> _Complete o seguinte_
**1.** Reescreva em forma de lista o parágrafo do texto sobre Machado de Assis que começa com "O século XIX foi especialmente rico", mantendo seus fatos principais.
**2.** Dê prosseguimento ao texto sobre Machado de Assis a partir do ponto em que ele termina.

> _Trecho da página_
○ ○ ○

Conheci Machado de Assis de perto, em 1975, em uma aula de Filosofia no Seminário Santo Antônio de Juiz de Fora. Meu professor, Simões, tinha o hábito de enaltecer a genialidade do autor, e nunca se cansava de repetir que o conto Missa do Galo revelava as contradições do ser humano como poucos. No entanto, foi em outro momento, enquanto discutíamos o conto O Natal, que ele lançou uma provocação: “Será que o ser humano mudou ou apenas mudou o Natal?” Essas reflexões ficaram gravadas em minha memória e, desde então, Machado tem sido uma companhia constante em minhas leituras e pensamentos.
Recentemente, um artigo de David Lehman na New Yorker reacendeu em mim o interesse pelo autor. Lehman, com sua sensibilidade crítica, destacou Machado como um dos grandes nomes da literatura mundial, e sua homenagem trouxe à tona uma pergunta inquietante: por que o maior escritor brasileiro, em um século marcado pelo clamor abolicionista, escolheu o silêncio frente à escravidão? Essa é uma questão que transcende a análise literária e nos leva a refletir sobre as escolhas de um gênio em meio às pressões sociais e políticas de seu tempo.
O século XIX foi especialmente rico para a literatura brasileira. Ele produziu 36 grandes escritores, dos quais 22 tiveram maior destaque, com contribuições que moldaram a identidade cultural do país. Entre eles, destacam-se figuras como José do Patrocínio, Castro Alves e Luís Gama, cujas vidas e obras estiveram profundamente alinhadas ao movimento abolicionista. Curiosamente, todos os afrodescendentes dessa geração, à exceção de Machado de Assis, engajaram-se na luta pela abolição. Não apenas eles: alguns escritores brancos, como Castro Alves, também se posicionaram contra a escravidão, demonstrando que a cor da pele não era necessariamente determinante, mas sim as escolhas individuais.
Este texto, portanto, parte uma lembrança pessoal para explorar um contexto histórico mais amplo. Ele busca compreender como Machado, mulato em uma sociedade escravista e profundamente desigual, construiu sua genialidade literária ao mesmo tempo em que optou por uma neutralidade estratégica em relação à sua obra, mas uma análise de suas escolhas e de como estas o colocam em contraste com outros intelectuais de seu tempo. Afinal, o que significa permanecer sutil em um momento em que outros, em condições igualmente adversas, levantavam suas vozes?

○ ○ ○

> _Material extraído_
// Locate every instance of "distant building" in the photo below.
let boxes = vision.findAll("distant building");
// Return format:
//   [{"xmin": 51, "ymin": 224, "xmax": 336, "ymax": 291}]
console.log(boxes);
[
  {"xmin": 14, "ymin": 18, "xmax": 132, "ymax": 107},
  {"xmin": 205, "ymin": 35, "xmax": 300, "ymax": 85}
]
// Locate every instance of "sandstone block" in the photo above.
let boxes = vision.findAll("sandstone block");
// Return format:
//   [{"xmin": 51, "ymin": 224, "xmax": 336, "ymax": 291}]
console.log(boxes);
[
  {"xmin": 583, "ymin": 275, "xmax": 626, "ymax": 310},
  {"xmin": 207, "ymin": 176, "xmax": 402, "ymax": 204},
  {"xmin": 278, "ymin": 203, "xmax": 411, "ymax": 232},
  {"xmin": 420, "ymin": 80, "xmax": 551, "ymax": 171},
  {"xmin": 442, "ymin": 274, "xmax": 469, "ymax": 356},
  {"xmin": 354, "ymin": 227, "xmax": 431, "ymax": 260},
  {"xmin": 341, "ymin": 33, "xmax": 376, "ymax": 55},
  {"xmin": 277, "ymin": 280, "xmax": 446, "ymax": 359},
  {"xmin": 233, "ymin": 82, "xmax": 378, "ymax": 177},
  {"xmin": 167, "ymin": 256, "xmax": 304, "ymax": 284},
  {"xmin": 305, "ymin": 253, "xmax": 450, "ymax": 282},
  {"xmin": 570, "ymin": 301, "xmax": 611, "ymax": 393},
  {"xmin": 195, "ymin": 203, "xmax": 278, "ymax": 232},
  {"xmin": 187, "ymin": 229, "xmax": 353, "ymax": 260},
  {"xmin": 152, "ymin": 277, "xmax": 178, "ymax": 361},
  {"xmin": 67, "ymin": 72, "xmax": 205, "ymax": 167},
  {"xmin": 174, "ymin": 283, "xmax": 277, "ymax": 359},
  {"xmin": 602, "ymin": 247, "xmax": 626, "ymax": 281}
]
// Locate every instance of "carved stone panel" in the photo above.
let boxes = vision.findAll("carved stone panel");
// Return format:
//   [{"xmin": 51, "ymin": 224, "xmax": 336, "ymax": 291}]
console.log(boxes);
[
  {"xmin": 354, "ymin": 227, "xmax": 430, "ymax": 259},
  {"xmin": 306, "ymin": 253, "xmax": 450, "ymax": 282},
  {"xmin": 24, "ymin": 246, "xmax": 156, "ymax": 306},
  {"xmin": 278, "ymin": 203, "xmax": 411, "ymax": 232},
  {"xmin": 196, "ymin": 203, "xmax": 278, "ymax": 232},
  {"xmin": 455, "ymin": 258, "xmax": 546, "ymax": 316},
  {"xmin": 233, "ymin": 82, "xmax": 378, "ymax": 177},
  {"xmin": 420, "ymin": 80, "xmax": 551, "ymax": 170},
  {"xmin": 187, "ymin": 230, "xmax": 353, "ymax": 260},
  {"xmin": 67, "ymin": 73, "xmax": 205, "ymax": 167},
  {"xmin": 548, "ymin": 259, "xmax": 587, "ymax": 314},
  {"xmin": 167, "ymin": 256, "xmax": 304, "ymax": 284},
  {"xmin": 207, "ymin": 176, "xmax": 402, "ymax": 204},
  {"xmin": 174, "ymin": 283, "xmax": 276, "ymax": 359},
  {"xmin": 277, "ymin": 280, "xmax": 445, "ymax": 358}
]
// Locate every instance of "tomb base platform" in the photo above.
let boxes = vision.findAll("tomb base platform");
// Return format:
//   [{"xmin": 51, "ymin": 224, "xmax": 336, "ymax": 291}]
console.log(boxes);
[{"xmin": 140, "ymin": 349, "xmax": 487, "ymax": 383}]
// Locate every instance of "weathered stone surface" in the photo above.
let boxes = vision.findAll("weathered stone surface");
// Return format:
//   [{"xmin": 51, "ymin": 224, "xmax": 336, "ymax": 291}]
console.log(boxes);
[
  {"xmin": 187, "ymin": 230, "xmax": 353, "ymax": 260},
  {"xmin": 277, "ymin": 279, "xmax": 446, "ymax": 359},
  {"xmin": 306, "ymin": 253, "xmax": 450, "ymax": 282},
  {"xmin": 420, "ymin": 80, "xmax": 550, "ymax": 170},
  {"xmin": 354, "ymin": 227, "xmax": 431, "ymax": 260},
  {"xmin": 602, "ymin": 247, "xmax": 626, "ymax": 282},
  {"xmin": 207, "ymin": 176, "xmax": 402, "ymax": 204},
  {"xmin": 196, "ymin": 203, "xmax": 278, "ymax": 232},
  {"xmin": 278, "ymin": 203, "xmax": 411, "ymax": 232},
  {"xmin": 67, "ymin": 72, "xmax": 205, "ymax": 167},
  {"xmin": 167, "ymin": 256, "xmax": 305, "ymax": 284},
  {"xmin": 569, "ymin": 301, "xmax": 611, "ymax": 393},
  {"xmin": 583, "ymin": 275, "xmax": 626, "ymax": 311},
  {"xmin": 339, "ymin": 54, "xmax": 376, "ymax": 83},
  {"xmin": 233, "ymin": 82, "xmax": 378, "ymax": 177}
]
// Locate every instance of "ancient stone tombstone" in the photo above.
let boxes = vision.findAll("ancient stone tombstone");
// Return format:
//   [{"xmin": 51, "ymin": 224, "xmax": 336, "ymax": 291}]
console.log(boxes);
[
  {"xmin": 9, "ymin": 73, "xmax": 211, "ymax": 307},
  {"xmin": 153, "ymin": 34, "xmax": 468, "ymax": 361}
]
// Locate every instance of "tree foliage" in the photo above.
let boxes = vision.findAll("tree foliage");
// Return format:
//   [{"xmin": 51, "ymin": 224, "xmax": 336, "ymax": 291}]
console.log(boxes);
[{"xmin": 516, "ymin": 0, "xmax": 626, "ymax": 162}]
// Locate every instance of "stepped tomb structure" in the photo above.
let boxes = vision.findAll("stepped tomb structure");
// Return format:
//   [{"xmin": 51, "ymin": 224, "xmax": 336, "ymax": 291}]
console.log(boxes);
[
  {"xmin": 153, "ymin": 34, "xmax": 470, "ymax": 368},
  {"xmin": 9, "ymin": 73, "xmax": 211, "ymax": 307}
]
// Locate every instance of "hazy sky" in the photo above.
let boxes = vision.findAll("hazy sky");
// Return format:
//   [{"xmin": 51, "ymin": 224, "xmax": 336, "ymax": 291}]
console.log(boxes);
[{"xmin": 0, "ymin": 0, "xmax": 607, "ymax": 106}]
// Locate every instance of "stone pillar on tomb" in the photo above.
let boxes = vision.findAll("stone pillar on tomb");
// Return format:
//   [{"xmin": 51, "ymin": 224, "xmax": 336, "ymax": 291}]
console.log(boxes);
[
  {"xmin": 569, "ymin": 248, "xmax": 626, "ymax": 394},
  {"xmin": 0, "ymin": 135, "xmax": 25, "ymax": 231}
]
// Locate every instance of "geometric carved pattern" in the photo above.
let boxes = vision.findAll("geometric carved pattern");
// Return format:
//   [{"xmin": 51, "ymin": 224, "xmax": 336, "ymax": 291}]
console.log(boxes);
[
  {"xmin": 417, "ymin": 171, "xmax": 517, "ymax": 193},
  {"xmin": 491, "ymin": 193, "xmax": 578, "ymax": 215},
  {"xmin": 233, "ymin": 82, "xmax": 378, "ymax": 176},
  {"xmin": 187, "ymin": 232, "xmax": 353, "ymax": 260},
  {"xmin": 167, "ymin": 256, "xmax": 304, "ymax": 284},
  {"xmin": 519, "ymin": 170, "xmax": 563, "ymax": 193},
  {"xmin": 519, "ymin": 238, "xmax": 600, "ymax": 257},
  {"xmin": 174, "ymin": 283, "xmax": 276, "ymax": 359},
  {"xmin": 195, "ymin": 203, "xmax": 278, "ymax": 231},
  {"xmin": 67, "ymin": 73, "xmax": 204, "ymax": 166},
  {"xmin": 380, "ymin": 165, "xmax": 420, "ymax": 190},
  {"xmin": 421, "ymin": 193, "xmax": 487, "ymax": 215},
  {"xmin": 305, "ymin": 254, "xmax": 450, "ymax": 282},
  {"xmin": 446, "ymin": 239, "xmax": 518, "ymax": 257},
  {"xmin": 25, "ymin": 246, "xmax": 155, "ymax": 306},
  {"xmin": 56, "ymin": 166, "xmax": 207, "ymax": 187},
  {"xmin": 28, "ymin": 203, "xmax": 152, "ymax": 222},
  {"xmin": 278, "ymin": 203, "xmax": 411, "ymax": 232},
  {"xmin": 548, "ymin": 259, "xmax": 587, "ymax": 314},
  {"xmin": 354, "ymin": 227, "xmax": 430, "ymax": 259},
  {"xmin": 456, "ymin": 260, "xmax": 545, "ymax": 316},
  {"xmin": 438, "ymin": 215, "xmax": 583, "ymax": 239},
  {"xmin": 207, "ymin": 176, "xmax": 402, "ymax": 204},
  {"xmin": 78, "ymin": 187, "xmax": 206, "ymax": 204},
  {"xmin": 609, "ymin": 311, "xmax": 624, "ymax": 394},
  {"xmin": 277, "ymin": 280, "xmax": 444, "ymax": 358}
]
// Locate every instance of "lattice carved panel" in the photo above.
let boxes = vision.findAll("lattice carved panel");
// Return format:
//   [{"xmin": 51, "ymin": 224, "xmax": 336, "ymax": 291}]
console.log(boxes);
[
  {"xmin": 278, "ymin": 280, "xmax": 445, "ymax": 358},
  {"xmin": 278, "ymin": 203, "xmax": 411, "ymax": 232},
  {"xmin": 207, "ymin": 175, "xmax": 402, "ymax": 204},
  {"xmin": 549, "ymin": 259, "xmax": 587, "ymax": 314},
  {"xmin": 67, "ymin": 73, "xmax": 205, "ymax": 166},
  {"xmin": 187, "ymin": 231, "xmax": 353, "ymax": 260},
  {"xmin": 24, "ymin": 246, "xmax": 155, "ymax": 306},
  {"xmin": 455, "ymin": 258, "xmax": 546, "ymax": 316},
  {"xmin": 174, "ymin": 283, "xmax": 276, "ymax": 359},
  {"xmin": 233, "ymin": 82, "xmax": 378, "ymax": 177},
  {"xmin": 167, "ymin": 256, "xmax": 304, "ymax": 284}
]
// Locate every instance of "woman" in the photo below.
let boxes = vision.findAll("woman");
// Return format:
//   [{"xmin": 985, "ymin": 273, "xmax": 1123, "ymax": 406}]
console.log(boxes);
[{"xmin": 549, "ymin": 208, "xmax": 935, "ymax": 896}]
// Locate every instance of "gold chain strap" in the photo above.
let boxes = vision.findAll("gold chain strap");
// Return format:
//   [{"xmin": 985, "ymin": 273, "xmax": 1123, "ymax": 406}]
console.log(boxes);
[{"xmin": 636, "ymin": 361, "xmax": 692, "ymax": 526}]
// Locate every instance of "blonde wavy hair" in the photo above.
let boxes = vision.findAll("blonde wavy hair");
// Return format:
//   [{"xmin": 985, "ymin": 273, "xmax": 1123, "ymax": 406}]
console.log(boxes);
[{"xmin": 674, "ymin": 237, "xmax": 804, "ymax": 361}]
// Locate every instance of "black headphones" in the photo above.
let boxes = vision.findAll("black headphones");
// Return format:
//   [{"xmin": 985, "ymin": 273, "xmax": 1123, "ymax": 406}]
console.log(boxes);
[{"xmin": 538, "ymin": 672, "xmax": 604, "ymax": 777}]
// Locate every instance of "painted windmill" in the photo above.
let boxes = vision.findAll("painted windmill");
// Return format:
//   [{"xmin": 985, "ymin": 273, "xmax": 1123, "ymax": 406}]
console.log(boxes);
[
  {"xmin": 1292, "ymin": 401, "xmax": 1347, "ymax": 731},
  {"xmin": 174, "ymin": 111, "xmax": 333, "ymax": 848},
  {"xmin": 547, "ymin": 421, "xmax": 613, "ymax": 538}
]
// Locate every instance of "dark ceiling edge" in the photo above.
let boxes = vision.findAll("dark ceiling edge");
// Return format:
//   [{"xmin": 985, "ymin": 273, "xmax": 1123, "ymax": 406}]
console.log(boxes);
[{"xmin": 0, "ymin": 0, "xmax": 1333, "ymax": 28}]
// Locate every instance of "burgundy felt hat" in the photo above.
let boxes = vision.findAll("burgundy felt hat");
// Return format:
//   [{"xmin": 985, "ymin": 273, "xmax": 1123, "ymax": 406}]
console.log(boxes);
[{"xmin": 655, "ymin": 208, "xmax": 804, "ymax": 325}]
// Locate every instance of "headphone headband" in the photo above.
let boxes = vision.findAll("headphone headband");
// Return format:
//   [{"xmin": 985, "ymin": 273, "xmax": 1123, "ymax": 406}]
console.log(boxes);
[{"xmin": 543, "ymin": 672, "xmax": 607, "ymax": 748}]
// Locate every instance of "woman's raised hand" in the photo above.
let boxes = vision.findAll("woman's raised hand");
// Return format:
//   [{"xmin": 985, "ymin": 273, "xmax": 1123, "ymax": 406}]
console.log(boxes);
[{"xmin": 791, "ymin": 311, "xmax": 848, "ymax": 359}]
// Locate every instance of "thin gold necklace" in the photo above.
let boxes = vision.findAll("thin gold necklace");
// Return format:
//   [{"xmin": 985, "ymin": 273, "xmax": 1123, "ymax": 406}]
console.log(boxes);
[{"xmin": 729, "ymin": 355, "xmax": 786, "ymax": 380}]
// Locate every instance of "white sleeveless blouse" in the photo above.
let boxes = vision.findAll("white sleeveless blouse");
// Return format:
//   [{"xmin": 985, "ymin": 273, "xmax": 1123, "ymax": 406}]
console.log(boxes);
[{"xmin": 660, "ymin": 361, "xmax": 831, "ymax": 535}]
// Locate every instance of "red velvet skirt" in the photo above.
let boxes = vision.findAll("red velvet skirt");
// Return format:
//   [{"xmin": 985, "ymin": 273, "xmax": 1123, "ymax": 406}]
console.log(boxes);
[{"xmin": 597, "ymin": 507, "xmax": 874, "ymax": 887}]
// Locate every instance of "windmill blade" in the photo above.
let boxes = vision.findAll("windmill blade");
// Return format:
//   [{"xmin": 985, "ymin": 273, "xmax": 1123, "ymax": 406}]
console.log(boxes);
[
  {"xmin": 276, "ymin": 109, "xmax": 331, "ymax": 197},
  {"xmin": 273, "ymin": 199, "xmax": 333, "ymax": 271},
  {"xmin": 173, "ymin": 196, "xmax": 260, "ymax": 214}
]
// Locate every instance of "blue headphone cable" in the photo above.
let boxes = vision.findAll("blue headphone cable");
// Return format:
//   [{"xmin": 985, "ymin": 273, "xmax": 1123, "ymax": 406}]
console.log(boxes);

○ ○ ○

> _Respostas em ordem_
**1.**
- O século XIX foi especialmente rico para a literatura brasileira.
- Produziu 36 grandes escritores, 22 deles de maior destaque, cujas contribuições moldaram a identidade cultural do país.
- Entre eles destacam-se José do Patrocínio, Castro Alves e Luís Gama, com vidas e obras alinhadas ao movimento abolicionista.
- Todos os afrodescendentes dessa geração, exceto Machado de Assis, engajaram-se na luta pela abolição.
- Escritores brancos como Castro Alves também se posicionaram contra a escravidão, o que mostra que o determinante eram as escolhas individuais, e não a cor da pele.

**2.**
Panorama dos Escritores do Século XIX
O século XIX foi um período de intensas transformações no Brasil. A independência, consolidada em 1822, deu início a um movimento de construção da identidade nacional. A literatura se tornou um veículo poderoso para explorar as contradições sociais, os desafios da modernização e as tensões políticas, como a luta pela abolição da escravatura. Esse contexto produziu uma geração de escritores que, de diferentes maneiras, refletiram ou ignoraram os dilemas de seu tempo.
Enquanto alguns autores, com José do Patrocínio e Castro Alves, dedicaram suas vidas e obras à luta pela emancipação dos escravizados, outros como José Alencar, optaram por manter uma posição conservadora. Entre esses extremos, figuras como Machado de Assis adotaram um caminho intermediário, abordando indiretamente as contradições do sistema escravista em suas obras.
Autores Abolicionistas Direitos
- José do Patrocínio
Conhecido como “O Tigre da Abolição”, José do Patrocínio foi um dos maiores líderes do movimento abolicionista. Jornalista e orador, usou a imprensa para denunciar os horrores da escravidão e pressionar por mudanças. Sua militância incluiu campanhas públicas, organização de fugas de escravizados e articulação política. - Castro Alves
O “poeta dos escravos” transformou a poesia em arma contra a escravidão. Obras como O Navio Negreiro e Espumas Flutuantes não apenas emocionaram, mas mobilizaram multidões. Seu legado é o de um artista que usou a palavra para lutar pela liberdade. - Luís Gama
Escravizado até os 10 anos, Luís Gama tornou-se advogado e libertador de centenas de escravizados. Suas Primeiras Trovas Burlescas de Getulino combinam crítica social e humor mordaz para expor o racismo e a hipocrisia da época. - Maria Firmina dos Reis
Pioneira da literatura abolicionista, Maria Firmina escreveu Úrsula, uma obra que dá voz aos escravizados, denunciando a opressão e a brutalidade do sistema.
Autores com Contribuições Literárias Indiretas
- Aluísio Azevedo
Em O Mundo e O Cortiço, Aluísio explorou as consequências do racismo e das desigualdades sociais. Embora não fosse militante, sua obra expôs as hipocrisias do Brasil escravista e suas heranças. - Machado de Assis
Em contos como Pai contra Mãe e trechos de Memórias Póstumas de Brás Cubas, Machado crítica de forma sútil a sociedade escravista. Contudo, essa abordagem indireta contrasta com o tom militante de outros contemporâneos. - Joaquim Manuel de Macedo
Em As Vítimas Algozes, Macedo apresenta uma narrativa que explora as implicações morais da escravidão. Apesar disso, ele não foi um participante ativo do movimento abolicionista.
Autores Omissos Ou Contrários à Abolição
- José de Alencar
Advogado e político, Alencar era defensor de uma abolição gradual. Em obras como O Tronco do Ipê, ele romantizou as relações entre senhores e escravizados, perpetuando a visão conservadora de sua época. - Visconde de Taunay e Olavo Bilac
Embora fossem escritores importantes, suas obras focaram em temas regionais e poéticos, distantes da questão abolicionista.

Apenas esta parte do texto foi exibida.